*DATA FOR ANALYSIS*:
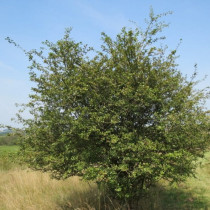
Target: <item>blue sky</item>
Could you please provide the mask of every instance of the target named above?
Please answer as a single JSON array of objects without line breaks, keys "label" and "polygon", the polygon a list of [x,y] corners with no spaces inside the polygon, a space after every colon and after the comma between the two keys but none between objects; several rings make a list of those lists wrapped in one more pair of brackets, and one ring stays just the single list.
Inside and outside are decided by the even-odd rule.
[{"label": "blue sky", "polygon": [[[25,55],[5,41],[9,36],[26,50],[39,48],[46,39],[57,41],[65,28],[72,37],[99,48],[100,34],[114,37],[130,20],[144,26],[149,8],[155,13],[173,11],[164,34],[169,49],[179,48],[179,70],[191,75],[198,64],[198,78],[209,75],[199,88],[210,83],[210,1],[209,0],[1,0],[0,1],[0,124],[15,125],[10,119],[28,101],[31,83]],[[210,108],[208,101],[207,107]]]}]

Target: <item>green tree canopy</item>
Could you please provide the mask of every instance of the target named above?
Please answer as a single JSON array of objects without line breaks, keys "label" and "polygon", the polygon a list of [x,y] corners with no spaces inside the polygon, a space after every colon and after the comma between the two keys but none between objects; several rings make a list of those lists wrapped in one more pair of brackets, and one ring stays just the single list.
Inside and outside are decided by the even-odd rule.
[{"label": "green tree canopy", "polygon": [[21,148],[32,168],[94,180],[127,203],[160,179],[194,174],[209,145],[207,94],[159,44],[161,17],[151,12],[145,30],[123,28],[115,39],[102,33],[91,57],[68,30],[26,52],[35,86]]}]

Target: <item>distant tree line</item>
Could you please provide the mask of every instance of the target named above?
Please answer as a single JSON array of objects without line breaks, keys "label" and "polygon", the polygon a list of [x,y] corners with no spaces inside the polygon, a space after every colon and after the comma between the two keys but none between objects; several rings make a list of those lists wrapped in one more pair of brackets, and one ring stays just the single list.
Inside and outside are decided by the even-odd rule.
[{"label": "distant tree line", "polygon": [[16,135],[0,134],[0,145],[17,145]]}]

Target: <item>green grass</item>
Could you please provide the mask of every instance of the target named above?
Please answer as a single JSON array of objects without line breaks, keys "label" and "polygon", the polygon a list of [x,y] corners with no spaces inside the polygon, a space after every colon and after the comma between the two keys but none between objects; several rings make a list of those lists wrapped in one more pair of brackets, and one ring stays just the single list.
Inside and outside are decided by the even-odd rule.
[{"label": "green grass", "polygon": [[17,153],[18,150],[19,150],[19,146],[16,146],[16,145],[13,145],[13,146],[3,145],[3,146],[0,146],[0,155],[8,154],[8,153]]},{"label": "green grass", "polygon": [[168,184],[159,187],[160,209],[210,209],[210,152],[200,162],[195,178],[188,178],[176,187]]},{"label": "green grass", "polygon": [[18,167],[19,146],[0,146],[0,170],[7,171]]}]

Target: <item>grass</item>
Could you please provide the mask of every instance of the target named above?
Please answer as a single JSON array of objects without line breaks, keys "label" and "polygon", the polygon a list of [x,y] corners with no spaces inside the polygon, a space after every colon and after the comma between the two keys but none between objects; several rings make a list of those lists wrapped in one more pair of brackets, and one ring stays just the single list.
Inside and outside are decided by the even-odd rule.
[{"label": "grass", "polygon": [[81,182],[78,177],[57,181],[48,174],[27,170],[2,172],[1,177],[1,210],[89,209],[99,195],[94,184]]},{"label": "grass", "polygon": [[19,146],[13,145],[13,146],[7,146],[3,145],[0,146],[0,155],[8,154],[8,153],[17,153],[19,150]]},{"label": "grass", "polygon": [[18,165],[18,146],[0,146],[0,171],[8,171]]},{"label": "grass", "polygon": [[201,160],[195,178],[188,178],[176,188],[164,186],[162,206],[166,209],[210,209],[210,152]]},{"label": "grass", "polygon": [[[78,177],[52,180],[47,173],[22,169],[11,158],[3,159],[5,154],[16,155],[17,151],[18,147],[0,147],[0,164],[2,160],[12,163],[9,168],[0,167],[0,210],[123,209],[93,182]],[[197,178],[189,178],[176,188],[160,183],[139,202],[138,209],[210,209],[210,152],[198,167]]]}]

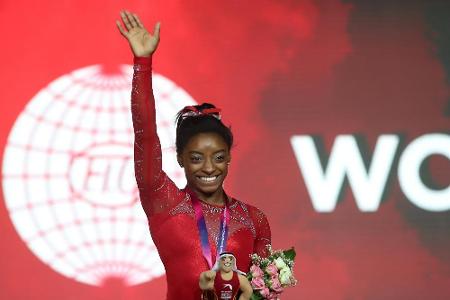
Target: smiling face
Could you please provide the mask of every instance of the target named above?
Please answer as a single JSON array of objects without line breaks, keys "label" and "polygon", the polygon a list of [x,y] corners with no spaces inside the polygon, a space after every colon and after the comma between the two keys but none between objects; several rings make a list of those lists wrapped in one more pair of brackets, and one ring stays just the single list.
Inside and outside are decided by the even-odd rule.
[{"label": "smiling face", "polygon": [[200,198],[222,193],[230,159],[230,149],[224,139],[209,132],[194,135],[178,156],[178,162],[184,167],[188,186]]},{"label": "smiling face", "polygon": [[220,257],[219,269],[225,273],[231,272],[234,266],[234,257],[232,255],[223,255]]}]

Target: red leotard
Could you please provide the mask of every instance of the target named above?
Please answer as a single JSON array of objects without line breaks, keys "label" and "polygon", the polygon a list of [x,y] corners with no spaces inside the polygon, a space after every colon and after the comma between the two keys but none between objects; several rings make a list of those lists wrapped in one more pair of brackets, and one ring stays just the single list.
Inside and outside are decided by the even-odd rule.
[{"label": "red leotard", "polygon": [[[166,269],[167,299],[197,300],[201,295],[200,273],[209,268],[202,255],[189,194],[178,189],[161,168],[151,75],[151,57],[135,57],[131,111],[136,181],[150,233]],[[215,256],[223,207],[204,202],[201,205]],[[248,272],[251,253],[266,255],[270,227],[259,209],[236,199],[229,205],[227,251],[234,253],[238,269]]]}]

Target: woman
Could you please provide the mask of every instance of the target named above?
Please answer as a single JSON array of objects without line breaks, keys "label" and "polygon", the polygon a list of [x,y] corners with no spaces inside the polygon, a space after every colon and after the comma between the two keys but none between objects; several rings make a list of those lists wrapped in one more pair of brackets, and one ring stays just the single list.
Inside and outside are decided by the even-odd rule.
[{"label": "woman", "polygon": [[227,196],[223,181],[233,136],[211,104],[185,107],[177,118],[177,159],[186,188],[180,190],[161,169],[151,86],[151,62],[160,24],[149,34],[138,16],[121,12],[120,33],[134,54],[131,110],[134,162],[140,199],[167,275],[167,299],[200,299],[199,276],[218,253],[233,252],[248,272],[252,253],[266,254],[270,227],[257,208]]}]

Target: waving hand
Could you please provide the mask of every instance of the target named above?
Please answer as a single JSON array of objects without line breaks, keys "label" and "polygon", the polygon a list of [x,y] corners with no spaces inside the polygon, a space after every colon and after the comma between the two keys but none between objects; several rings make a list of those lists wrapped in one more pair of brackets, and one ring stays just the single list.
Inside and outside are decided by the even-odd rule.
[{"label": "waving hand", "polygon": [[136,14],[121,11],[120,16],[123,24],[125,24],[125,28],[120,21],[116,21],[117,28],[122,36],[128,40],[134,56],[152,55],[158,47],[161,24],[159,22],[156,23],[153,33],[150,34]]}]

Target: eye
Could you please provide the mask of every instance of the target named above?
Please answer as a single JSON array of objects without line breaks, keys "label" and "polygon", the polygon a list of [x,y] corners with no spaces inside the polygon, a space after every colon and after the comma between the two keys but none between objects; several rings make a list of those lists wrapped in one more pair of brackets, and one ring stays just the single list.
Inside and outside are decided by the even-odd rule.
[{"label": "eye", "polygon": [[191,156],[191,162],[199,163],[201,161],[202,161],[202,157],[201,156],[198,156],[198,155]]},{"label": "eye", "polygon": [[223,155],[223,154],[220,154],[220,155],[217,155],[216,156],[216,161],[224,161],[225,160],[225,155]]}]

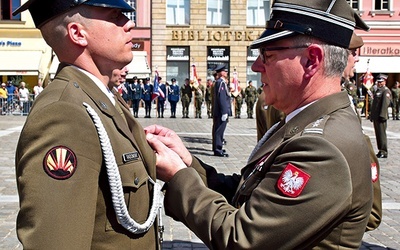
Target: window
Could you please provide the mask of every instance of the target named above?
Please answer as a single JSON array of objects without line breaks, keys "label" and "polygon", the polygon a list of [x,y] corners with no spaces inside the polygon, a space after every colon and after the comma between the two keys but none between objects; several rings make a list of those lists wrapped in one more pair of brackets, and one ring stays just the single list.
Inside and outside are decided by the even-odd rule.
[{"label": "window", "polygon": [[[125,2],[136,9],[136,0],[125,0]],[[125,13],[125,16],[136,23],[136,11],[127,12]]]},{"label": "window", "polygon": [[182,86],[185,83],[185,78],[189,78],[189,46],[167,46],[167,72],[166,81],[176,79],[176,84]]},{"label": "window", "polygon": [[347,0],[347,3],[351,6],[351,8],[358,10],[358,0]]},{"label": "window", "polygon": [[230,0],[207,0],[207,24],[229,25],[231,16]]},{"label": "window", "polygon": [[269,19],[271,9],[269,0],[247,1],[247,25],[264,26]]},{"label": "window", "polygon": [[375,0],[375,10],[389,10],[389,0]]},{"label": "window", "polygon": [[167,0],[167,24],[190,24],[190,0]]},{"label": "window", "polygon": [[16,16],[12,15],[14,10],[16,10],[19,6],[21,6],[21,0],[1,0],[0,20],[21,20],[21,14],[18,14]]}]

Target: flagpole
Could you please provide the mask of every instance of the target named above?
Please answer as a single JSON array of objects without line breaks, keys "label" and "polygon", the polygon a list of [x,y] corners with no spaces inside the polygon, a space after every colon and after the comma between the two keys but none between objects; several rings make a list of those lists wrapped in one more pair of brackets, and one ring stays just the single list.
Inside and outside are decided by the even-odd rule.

*PROBLEM REQUIREMENTS*: Say again, exactly, only those lines of the records that run from the start through the line with "Target: <item>distant tree line</item>". Pictures are to be skipped.

*SOLUTION TO THE PROBLEM*:
Target: <item>blue sky</item>
Could you please provide the mask of every instance of the target named above?
Please answer as a single JSON array of objects without line breaks, keys "label" and "polygon", the polygon a list of [x,y] corners with no spaces inside the polygon, a space after every colon and after the comma between the two keys but none between objects; several rings make a list of those lists wrapped in one more pair of brackets, and one ring stays just the single list.
Inside and outside are decided by the even-odd rule.
[{"label": "blue sky", "polygon": [[[25,55],[5,41],[9,36],[26,50],[39,48],[46,39],[57,41],[65,28],[72,37],[99,48],[100,34],[114,37],[130,20],[144,26],[149,8],[155,13],[173,11],[164,34],[169,49],[179,48],[179,70],[191,75],[198,64],[198,78],[209,75],[199,88],[210,83],[210,1],[209,0],[1,0],[0,1],[0,124],[15,125],[10,119],[28,101],[31,83]],[[210,108],[208,101],[207,107]]]}]

Target: <item>green tree canopy</item>
Could you please provide the mask of every instance of the target named above?
Please answer as a single JSON array of objects without line breaks, keys "label" and "polygon", the polygon a list of [x,y] corners with no spaces inside the polygon, a space after every colon and after the comma between the two keys but none between objects; several rings make a list of those lists wrapped in one more pair of brackets, and one ring stays just the single list.
Inside and outside are decided by the even-odd rule.
[{"label": "green tree canopy", "polygon": [[21,148],[32,168],[94,180],[127,203],[160,179],[194,174],[209,145],[207,94],[159,44],[161,17],[151,12],[145,30],[123,28],[115,39],[102,33],[91,57],[68,30],[26,52],[35,86]]}]

Target: <item>distant tree line</item>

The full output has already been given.